[Passage provided]
--------------------

The entertainment industry accepts us with open arms because we poke fun at ourselves and make people laugh. But if we want to be taken seriously in a field like medicine we are not afforded the same courtesy.

— Prempreeda Pramoj Na Ayutthaya, transgender rights activist and programme officer at UNESCO

Since the 1980s, many LGBT-themed publications have been available in Thailand. LGBT characters in Thai films have also been common since the 1970s, often as comic relief, although it was not until the new wave of Thai cinema in the late 1990s that Thai films began to examine LGBT characters and issues in more depth. Since 2014, and especially since the beginning of the COVID-19 pandemic, there has been a significant rise in the popularity and number of Thai LGBT television shows, also known as Boys' Love (BL) or Y series, which depict positive and diverse stories of male-male, and sometimes female-female, romance. While some of the shows touch on issues of inequality like same-sex marriage, discrimination, and violence, the genre has also faced criticism for presenting "a soft-focus version" of the realities of life for Thai queer people.[95]

Censorship does not affect LGBT-related media directly, but pornography[96] and sex toys[97] are illegal in Thailand.

Demographics

[edit]

According to 2018 estimates from LGBT Capital, there were about 4.2 million LGBT people in Thailand.[98]

Public opinion

[edit]

According to a 2015 opinion poll, 89 percent of Thais would accept a colleague who is gay or lesbian, 80 percent would not mind if a family member was LGBT, and 59 percent were in favour of legalizing same-sex marriage.[5][99]

According to a 2019 YouGov poll of 1,025 respondents, 63 percent of Thais supported the legalisation of same-sex partnerships, with 11 percent against and 27 percent preferring not to answer. 69 percent of people aged 18 to 34 supported civil partnerships, with 10 percent opposed. Legalisation was supported by 56 percent of those aged between 35 and 54 (33 percent opposed), and 55 percent of those aged 55 and over (13 percent opposed). 66 percent of those with university degrees were in favour (10 percent opposed), and 57 percent of those without university degrees (12 percent opposed). 68 percent of those with a high income supported civil partnerships (7 percent opposed), and 55 percent of those with a low income (13 percent opposed). 68 percent of women responded in favour (7 percent opposed), and 57 percent of men (14 percent opposed).[100]

A 2019 report by the UNDP found that non-LGBT people had favourable attitudes towards LGBT people as a whole, but that the level of support they have for LGBT rights and access to services drops the closer the LGBT person in question is to them (e.g. family member of coworker). As a whole, significant levels of support for inclusive laws and policies were found, but some topics, like changing gender markers, were more controversial and less supported than others, like equal rights to services.[53]

According to a 2022 poll by the National Institute of Development Administration (NIDA), 93 percent of Thais accepted LGBT friends or colleagues, 91 percent would accept a LGBT person as a family member, and 80 percent supported same-sex marriage.[101] According to Thailand's Deputy Prime Minister Somsak Thepsuthin, a government survey conducted between October 31 and November 14 in 2023 showed that 96.6 percent of Thai public supported the same-sex marriage bill.[102][103][104]

Summary table

[edit]
Same-sex sexual activity legal Yes (Since 1956)

--------------------

Data taken from a collection
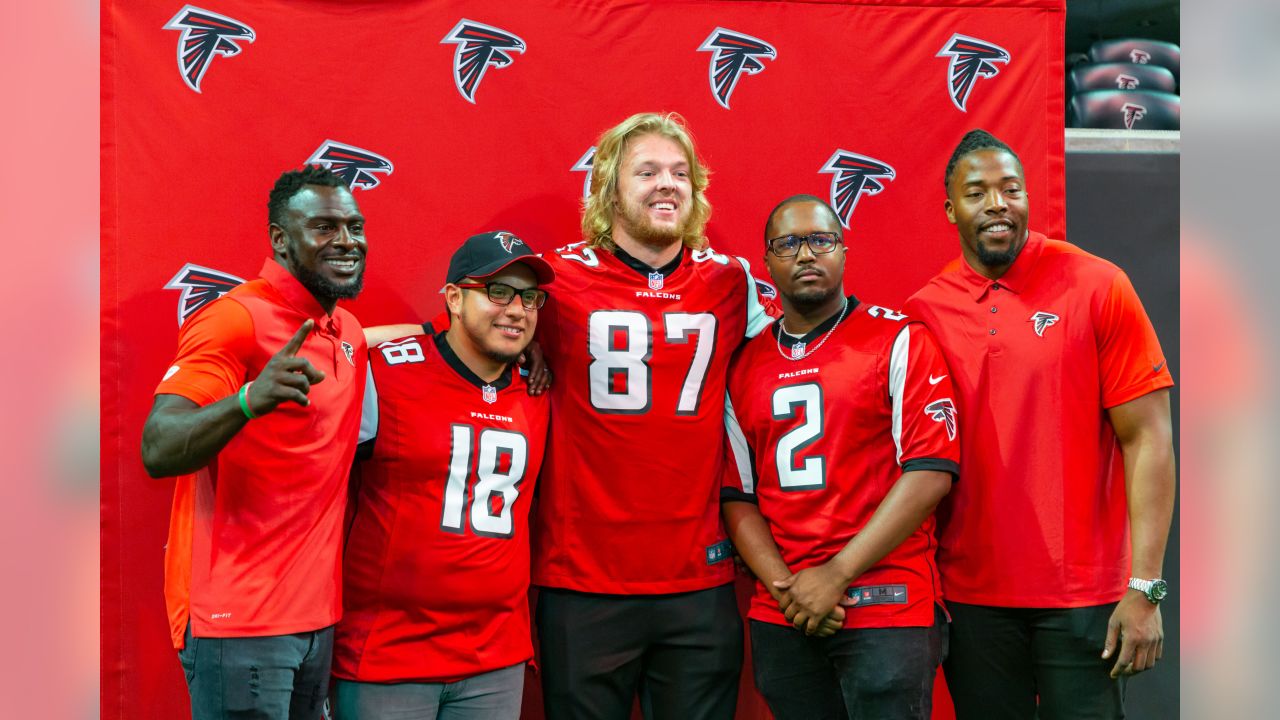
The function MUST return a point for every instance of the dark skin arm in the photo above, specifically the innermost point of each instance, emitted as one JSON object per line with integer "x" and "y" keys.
{"x": 810, "y": 593}
{"x": 1144, "y": 431}
{"x": 754, "y": 543}
{"x": 182, "y": 437}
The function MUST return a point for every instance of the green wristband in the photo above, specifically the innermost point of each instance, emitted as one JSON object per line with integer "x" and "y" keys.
{"x": 243, "y": 396}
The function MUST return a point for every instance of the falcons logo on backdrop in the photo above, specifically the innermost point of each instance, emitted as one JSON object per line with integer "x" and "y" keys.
{"x": 1127, "y": 82}
{"x": 970, "y": 59}
{"x": 944, "y": 411}
{"x": 1042, "y": 320}
{"x": 508, "y": 241}
{"x": 200, "y": 286}
{"x": 355, "y": 165}
{"x": 1133, "y": 113}
{"x": 584, "y": 165}
{"x": 479, "y": 46}
{"x": 854, "y": 176}
{"x": 204, "y": 35}
{"x": 734, "y": 54}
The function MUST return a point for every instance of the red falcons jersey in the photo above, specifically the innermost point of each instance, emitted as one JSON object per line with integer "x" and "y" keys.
{"x": 819, "y": 441}
{"x": 437, "y": 565}
{"x": 627, "y": 501}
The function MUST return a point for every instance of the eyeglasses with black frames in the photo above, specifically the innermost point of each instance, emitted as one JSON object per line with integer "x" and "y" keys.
{"x": 502, "y": 294}
{"x": 818, "y": 242}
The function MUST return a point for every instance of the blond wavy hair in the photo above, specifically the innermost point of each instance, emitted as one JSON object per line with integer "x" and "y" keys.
{"x": 598, "y": 208}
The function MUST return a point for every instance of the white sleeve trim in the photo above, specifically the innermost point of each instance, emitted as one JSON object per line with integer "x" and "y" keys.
{"x": 741, "y": 450}
{"x": 369, "y": 409}
{"x": 897, "y": 363}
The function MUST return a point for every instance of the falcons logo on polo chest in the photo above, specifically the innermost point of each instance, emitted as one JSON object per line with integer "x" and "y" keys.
{"x": 734, "y": 54}
{"x": 970, "y": 59}
{"x": 478, "y": 48}
{"x": 205, "y": 35}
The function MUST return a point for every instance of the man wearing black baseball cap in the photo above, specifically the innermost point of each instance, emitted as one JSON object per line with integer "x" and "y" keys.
{"x": 437, "y": 565}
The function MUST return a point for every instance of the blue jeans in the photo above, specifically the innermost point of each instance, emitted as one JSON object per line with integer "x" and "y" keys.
{"x": 266, "y": 678}
{"x": 881, "y": 673}
{"x": 488, "y": 696}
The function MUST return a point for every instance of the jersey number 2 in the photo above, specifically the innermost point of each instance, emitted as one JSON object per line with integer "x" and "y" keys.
{"x": 499, "y": 470}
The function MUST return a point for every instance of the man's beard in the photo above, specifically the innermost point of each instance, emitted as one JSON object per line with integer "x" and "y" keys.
{"x": 324, "y": 288}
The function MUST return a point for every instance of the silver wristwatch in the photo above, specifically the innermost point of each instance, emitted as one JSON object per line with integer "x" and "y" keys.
{"x": 1155, "y": 589}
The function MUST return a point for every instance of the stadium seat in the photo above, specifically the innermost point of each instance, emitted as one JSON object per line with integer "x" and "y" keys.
{"x": 1138, "y": 51}
{"x": 1125, "y": 109}
{"x": 1120, "y": 76}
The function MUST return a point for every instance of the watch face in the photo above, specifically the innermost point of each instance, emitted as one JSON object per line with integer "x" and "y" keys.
{"x": 1159, "y": 589}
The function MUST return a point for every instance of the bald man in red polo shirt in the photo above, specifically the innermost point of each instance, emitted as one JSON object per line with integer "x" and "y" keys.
{"x": 1052, "y": 542}
{"x": 259, "y": 415}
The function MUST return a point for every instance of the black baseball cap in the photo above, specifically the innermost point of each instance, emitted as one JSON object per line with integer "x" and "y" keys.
{"x": 488, "y": 253}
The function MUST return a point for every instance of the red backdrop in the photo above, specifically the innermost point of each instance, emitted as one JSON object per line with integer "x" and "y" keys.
{"x": 202, "y": 108}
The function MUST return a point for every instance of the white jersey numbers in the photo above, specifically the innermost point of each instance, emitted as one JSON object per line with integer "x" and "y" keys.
{"x": 794, "y": 472}
{"x": 503, "y": 458}
{"x": 621, "y": 347}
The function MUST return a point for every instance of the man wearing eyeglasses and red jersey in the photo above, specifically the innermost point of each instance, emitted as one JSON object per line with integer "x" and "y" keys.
{"x": 844, "y": 436}
{"x": 437, "y": 565}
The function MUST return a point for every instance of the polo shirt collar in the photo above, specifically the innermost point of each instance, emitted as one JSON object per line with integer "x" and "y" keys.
{"x": 1018, "y": 277}
{"x": 293, "y": 292}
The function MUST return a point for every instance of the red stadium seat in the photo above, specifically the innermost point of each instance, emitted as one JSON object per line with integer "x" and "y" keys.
{"x": 1120, "y": 76}
{"x": 1121, "y": 109}
{"x": 1138, "y": 51}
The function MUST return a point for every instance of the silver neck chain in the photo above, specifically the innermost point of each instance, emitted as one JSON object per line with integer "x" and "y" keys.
{"x": 814, "y": 349}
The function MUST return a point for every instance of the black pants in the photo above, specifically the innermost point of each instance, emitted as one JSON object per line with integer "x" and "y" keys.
{"x": 1004, "y": 657}
{"x": 266, "y": 678}
{"x": 874, "y": 673}
{"x": 681, "y": 652}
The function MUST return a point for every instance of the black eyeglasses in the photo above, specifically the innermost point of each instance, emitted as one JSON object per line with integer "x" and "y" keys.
{"x": 818, "y": 242}
{"x": 502, "y": 294}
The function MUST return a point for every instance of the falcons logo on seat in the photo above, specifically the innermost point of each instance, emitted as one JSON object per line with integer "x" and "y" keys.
{"x": 1133, "y": 113}
{"x": 584, "y": 165}
{"x": 200, "y": 286}
{"x": 1042, "y": 320}
{"x": 944, "y": 411}
{"x": 970, "y": 59}
{"x": 205, "y": 35}
{"x": 734, "y": 54}
{"x": 854, "y": 176}
{"x": 479, "y": 46}
{"x": 355, "y": 165}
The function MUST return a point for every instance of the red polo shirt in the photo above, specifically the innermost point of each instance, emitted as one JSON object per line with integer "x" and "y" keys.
{"x": 1038, "y": 518}
{"x": 255, "y": 536}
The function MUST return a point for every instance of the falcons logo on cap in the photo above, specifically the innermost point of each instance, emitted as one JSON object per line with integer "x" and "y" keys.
{"x": 1042, "y": 320}
{"x": 479, "y": 46}
{"x": 734, "y": 54}
{"x": 355, "y": 165}
{"x": 584, "y": 165}
{"x": 854, "y": 176}
{"x": 508, "y": 241}
{"x": 970, "y": 59}
{"x": 1133, "y": 113}
{"x": 205, "y": 35}
{"x": 200, "y": 286}
{"x": 944, "y": 411}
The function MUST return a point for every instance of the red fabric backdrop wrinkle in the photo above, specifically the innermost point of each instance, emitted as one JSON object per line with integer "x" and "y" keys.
{"x": 186, "y": 174}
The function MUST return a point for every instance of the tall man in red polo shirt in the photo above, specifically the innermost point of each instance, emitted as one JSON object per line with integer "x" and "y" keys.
{"x": 259, "y": 414}
{"x": 1052, "y": 542}
{"x": 844, "y": 434}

--------------------

[Exercise instructions]
1 – Answer these from the passage on LGBT people in Thailand:
(a) About how many LGBT people were in Thailand according to 2018 estimates from LGBT Capital?
(b) How many respondents took part in the 2019 YouGov poll?
(c) What percentage of Thais supported same-sex marriage in the 2022 NIDA poll?
2 – Retype the part of the passage on LGBT people in Thailand starting with "The entertainment industry" and going on through "the same courtesy.".

[Answers to the exercises]
1 –
(a) About 4.2 million
(b) 1,025
(c) 80 percent

2 –
The entertainment industry accepts us with open arms because we poke fun at ourselves and make people laugh. But if we want to be taken seriously in a field like medicine we are not afforded the same courtesy.